- Page excerpt -
The Ineffable Beauty of the Normal Distribution
Disclosure: I’m not a mathematician or statistician. There are numerous places online where you can learn about the mathematical characteristics of the normal (or Gaussian) distribution (AKA the Bell Curve). This posting is more of a personal tale of how my thinking has been influenced by learning about the distribution and its characteristics – and why I think no one should be able to graduate from high school without learning about the distribution and its implications for understanding individual and group differences.
My first exposure to the normal distribution was in a high school statistics and probability course. The focus in that class was actually on the binomial distribution: the probability of obtaining a certain number of successes in a fixed number of independent trials, where each trial has only two possible outcomes: success or failure. The classic example (and the one we discussed in that high school class all those many years ago) is the distribution of “heads” coin flips that come up if you were to flip a coin, for example, 100 times – then plotting the number of heads from doing that thousands of times. The important point here is that, even though the binomial distribution is related to a distribution of discrete events (a coin comes up either heads or tails, and out of 100 flips, the number of heads is a discrete number) whereas the normal distribution maps values of a continuous measure (e.g., height), as the number of trials of a binomial event increases, the distribution of outcomes will come to more and more closely resemble a normal distribution – a phenomenon which, to my high school mind at the time, was quite fascinating.
But what really impressed me (at that time, and ever since) about the normal distribution was its ubiquity. In class, we discussed a variety of phenomena in nature that were distributed in this manner, and for me, at least, noticing evidence of normal distributions quickly became something like visiting England and noticing that Brits are less likely than Americans to have orthodontics during their teen years – that is – once you become explicitly aware of the phenomenon, you see evidence of it everywhere you look.
For example, in our hometown newspaper at the time, the sports section listed all golf scores for PGA tournaments. I started roughly graphing the scores (and yes – I realize what an odd thing that was to do, and how surprising it is that a teenage male who did that sort of thing would eventually be successful in finding and falling in love with and marrying a very attractive woman), and couldn’t help but notice how uncannily close the resulting graphs were to a normal distribution. And what seemed particularly fascinating was that, even after the field of golfers in a tournament was reduced to just the top 50% or so of the scores after the first two days of play, after that, the scores of the remaining players would still follow a normal distribution pattern during each of the final two days.

- Exercises -
(a) List every name the post on the normal distribution uses for that distribution.
(b) Answer these questions from the post on the normal distribution, one answer per line, marked the same way:
(i) In what high school course did the writer first meet the normal distribution?
(ii) In the classic coin example, how many times is the coin flipped?
(iii) After the first two days of a tournament, about what share of the golf scores remained?
(c) Pick up the post on the normal distribution after its final sentence and keep writing it.

- Given data -
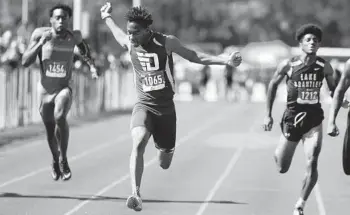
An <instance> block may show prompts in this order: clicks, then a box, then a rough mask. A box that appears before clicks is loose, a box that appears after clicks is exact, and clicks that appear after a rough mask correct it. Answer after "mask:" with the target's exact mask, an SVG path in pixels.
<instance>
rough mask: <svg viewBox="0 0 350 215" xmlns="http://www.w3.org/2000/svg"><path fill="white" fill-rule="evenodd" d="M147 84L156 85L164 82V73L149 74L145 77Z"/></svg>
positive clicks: (152, 85)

- Per-task answers -
(a) normal distribution, Gaussian distribution, Bell Curve

(b)
(i) A statistics and probability course.
(ii) 100 times.
(iii) Roughly the top 50%.

(c)
Beautiful eh! Some other normally distributed measures or scores include:
Birthweight of babies
Height of males
Male foot sizes
ACT scores
NFL player retirement ages
Basically, it is as if the normal distribution is the default assumption of how measures of a characteristic or phenomenon are distributed, and there is no need to seek an explanation for why the characteristic is distributed in that manner. However, when the measure of a characteristic is NOT normally distributed, there IS a need to explain that discrepancy. The explanation may involve a feature of the measuring device that was used (perhaps, for example, the device was not sensitive to individual differences at the upper part of the range – which is often the case with the exams that professors use to assess student learning, and as a result, the distribution of grades is often highly skewed), or may reflect a phenomenon affecting a subgroup of the population being measured (as, for example, would be the case if a small percentage of individuals in a population have a disorder that affects physical growth, resulting in a small second mode in the distribution of heights toward the lower end of the distribution).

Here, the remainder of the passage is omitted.